**READING PASSAGE**:

Last updated at 9:13 AM on 22nd June 2010




Food companies should be paid by the state to produce healthy foods and help save tens of thousands of lives, the Government’s health watchdog said yesterday.

Farmers could be given cash incentives to grow fruit and vegetables rather than producing fatty meats.

And supermarkets could get tax breaks to stock healthy foods at affordable prices.



article-1288477-0A237F1A000005DC-563_468x373.jpg Choice: We should be encouraged to choose healthy options in stores, NICE said


The National Institute for Clinical Excellence – whose main role is to ration NHS drugs – has demanded wholesale changes to the way food is produced and consumed in the UK.

They say that if manufacturers reduced the amount of salt and saturated fat in their food, some 40,000 lives a year could be saved.

In its guidance on reducing deaths from cardiovascular disease, it also calls

on companies and public institutions – such as hospitals and universities – to scrap subsidised car parking to encourage people to walk or cycle to work.

The food industry attacked the guidance last night and ministers said much of it was impractical.

Critics also said it was far beyond NICE’s remit.

NICE’s document calls on ministers to enter into talks with food manufacturers to persuade them to reduce the amount of saturated fat in their products.

If no progress is made, they should be compelled to do so by law.

The makers of processed food and takeaways should be encouraged to eliminate dangerous ‘trans fats’, which have been declared toxic by the World Health Organisation.

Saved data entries
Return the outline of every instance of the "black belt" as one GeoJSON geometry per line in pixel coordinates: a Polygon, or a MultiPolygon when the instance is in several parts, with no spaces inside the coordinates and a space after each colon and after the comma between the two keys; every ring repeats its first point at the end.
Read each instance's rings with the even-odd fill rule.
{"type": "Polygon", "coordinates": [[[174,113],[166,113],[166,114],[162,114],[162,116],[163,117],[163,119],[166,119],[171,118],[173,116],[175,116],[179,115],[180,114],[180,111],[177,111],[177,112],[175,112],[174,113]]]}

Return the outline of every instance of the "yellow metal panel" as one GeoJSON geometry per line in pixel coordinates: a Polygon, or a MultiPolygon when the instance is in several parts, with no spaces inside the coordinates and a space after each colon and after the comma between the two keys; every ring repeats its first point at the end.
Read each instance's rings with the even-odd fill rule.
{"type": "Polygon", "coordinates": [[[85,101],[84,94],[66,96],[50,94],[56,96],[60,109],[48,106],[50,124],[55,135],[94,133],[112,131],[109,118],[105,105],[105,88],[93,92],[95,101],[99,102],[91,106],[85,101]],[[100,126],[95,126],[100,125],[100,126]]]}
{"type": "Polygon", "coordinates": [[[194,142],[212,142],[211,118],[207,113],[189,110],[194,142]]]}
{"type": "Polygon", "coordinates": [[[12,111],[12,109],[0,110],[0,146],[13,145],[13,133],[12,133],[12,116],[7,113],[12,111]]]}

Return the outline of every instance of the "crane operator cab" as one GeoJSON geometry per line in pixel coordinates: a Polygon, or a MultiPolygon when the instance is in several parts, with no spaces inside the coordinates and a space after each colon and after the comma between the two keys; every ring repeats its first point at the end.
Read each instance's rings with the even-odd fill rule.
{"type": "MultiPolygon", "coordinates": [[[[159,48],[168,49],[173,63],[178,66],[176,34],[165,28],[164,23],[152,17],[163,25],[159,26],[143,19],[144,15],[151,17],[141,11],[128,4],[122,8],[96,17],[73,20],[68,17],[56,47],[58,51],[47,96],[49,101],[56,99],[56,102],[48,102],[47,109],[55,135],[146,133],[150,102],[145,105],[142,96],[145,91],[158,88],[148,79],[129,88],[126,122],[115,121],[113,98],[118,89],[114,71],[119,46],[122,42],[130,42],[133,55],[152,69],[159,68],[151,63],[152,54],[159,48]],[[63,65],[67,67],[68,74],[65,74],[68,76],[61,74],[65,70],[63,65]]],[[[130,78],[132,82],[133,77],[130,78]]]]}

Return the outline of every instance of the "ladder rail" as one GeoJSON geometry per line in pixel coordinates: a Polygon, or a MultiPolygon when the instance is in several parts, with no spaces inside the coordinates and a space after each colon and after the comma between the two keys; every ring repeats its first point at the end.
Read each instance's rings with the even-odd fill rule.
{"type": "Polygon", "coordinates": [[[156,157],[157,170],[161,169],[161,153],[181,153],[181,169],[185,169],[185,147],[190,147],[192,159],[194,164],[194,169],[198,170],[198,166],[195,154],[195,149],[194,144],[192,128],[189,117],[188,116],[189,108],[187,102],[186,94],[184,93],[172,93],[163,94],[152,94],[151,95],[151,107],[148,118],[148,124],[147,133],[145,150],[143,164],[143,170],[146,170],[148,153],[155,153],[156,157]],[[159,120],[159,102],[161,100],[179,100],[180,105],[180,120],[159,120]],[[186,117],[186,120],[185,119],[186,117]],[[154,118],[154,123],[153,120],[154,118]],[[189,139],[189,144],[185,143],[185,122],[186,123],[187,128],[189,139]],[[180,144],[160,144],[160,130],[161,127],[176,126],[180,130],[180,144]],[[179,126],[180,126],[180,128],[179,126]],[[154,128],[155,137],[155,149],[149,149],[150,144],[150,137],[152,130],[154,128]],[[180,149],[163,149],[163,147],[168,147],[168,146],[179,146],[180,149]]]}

**PROBLEM STATEMENT**: According to the news article on NICE's food guidance, how many lives a year could be saved if manufacturers reduced the salt and saturated fat in their food?

**TASK RESULT**: Some 40,000 lives a year.